- Extract provided -
• • • • •
* filestore_fiemap is bad, memstore is buggy.
@ 2016-09-15 21:48 Sage Weil
2016-09-16 3:40 ` Haomai Wang
0 siblings, 1 reply; 5+ messages in thread
From: Sage Weil @ 2016-09-15 21:48 UTC (permalink / raw)
To: ceph-devel
I was adding tests for clone_range in preparation for improving the
bluestore implementation and got stuck on memstore and filestore bugs!
The most alarming is that filestore very quickly fails the tests if
filestore_fiemap is enabled. It's off by default (phew!) but the
ceph_test_objectstore test was explicitly enabling it to get better
coverage. For now I've just removed that so we stick with the default (no
fiemap == good). I wonder if we should consider removing fiemap from the
code entirely, though, since it is clearly buggy, even on a modern kernel
(I'm running 4.4 and XFS).
I also hit bugs in memstore. I fixed the one in the BufferlistObject
implementation, but the PageSet one I couldn't figure out after 20
minutes, so I changed the default config to memstore_page_set = false for
now. Perhaps Casey or Adam or whoever wrote that can take a look? It's
very easy to reproduce.
See this PR:
https://github.com/ceph/ceph/pull/11103
Thanks!
sage
^ permalink raw reply [flat|nested] 5+ messages in thread
* Re: filestore_fiemap is bad, memstore is buggy.
2016-09-15 21:48 filestore_fiemap is bad, memstore is buggy Sage Weil
@ 2016-09-16 3:40 ` Haomai Wang
2016-09-16 13:24 ` Sage Weil
0 siblings, 1 reply; 5+ messages in thread
From: Haomai Wang @ 2016-09-16 3:40 UTC (permalink / raw)
To: Sage Weil; +Cc: ceph-devel
On Fri, Sep 16, 2016 at 5:48 AM, Sage Weil <sweil@redhat.com> wrote:
> I was adding tests for clone_range in preparation for improving the
> bluestore implementation and got stuck on memstore and filestore bugs!
>
> The most alarming is that filestore very quickly fails the tests if
> filestore_fiemap is enabled. It's off by default (phew!) but the
> ceph_test_objectstore test was explicitly enabling it to get better
> coverage. For now I've just removed that so we stick with the default (no
> fiemap == good). I wonder if we should consider removing fiemap from the
> code entirely, though, since it is clearly buggy, even on a modern kernel
> (I'm running 4.4 and XFS).
I tried with the new test case, I found even disable fiemap, I will
ran into failure. So I suspect the splice codes, I disable it, test
passed.
But fiemap and seek_data/seek_hole is still failing even disable
splice, I would like to dive into more to verify our codes if correct
since _do_seek_hole_data is copied from fiemap....
>
> I also hit bugs in memstore. I fixed the one in the BufferlistObject
> implementation, but the PageSet one I couldn't figure out after 20
> minutes, so I changed the default config to memstore_page_set = false for
> now. Perhaps Casey or Adam or whoever wrote that can take a look? It's
> very easy to reproduce.
>
> See this PR:
>
> https://github.com/ceph/ceph/pull/11103
>
> Thanks!
• • • • •
- Problem set -
- a) Reproduce the rows from the line containing "ROI church tower" through the end of the rows, including both ends, keeping every character unchanged.
- b) Resume the mailing-list thread on the filestore_fiemap and memstore bugs from the point where it stops.
The mailing-list thread and the rows come from separate sources.

(Data records)
• • • • •
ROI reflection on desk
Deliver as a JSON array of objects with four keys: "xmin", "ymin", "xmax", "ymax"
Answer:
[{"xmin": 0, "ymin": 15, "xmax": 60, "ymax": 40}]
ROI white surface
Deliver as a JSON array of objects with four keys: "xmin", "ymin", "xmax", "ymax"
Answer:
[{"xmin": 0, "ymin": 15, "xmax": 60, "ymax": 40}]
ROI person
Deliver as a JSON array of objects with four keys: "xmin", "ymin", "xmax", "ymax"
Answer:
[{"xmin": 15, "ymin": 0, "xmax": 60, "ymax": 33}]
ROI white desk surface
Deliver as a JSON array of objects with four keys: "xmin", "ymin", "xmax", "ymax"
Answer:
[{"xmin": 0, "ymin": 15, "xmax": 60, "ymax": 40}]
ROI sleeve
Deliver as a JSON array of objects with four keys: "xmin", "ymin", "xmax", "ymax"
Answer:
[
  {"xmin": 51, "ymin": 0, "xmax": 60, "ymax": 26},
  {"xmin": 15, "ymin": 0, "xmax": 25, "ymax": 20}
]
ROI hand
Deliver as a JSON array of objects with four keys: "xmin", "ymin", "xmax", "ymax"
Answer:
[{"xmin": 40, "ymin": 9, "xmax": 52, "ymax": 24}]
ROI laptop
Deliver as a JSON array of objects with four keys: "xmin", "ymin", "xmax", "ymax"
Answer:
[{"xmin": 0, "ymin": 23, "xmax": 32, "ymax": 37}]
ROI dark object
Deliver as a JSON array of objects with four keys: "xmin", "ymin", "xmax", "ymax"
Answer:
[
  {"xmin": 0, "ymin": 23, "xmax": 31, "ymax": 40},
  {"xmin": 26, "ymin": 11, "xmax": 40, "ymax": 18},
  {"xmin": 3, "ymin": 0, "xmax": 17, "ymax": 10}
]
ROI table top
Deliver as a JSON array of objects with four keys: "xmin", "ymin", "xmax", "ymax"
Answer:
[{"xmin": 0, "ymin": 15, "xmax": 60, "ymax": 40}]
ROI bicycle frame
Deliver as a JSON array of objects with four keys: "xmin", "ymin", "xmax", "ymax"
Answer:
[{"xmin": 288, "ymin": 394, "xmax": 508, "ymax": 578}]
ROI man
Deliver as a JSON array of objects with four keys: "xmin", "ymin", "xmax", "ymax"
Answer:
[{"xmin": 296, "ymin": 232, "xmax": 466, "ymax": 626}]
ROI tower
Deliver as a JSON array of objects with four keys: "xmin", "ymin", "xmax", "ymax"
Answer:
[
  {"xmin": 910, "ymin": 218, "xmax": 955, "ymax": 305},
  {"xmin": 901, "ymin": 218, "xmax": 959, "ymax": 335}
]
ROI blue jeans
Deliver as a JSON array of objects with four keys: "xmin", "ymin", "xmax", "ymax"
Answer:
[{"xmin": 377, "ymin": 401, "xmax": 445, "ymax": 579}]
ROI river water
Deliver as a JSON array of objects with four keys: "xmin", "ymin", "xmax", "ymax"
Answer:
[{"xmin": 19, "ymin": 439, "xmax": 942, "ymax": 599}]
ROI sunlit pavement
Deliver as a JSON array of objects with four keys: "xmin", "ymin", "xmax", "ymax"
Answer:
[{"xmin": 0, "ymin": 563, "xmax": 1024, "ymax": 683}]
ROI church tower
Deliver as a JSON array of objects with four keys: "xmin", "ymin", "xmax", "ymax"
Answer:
• • • • •
- Results of the exercise -
- a)
ROI church tower
Deliver as a JSON array of objects with four keys: "xmin", "ymin", "xmax", "ymax"
Answer:

- b)
> sage
>
> --
> To unsubscribe from this list: send the line "unsubscribe ceph-devel" in
> the body of a message to majordomo@vger.kernel.org
> More majordomo info at http://vger.kernel.org/majordomo-info.html
^ permalink raw reply [flat|nested] 5+ messages in thread
* Re: filestore_fiemap is bad, memstore is buggy.
2016-09-16 3:40 ` Haomai Wang
@ 2016-09-16 13:24 ` Sage Weil
2016-09-16 16:29 ` Haomai Wang
0 siblings, 1 reply; 5+ messages in thread
From: Sage Weil @ 2016-09-16 13:24 UTC (permalink / raw)
To: Haomai Wang; +Cc: ceph-devel
On Fri, 16 Sep 2016, Haomai Wang wrote:
> On Fri, Sep 16, 2016 at 5:48 AM, Sage Weil <sweil@redhat.com> wrote:
> > I was adding tests for clone_range in preparation for improving the
> > bluestore implementation and got stuck on memstore and filestore bugs!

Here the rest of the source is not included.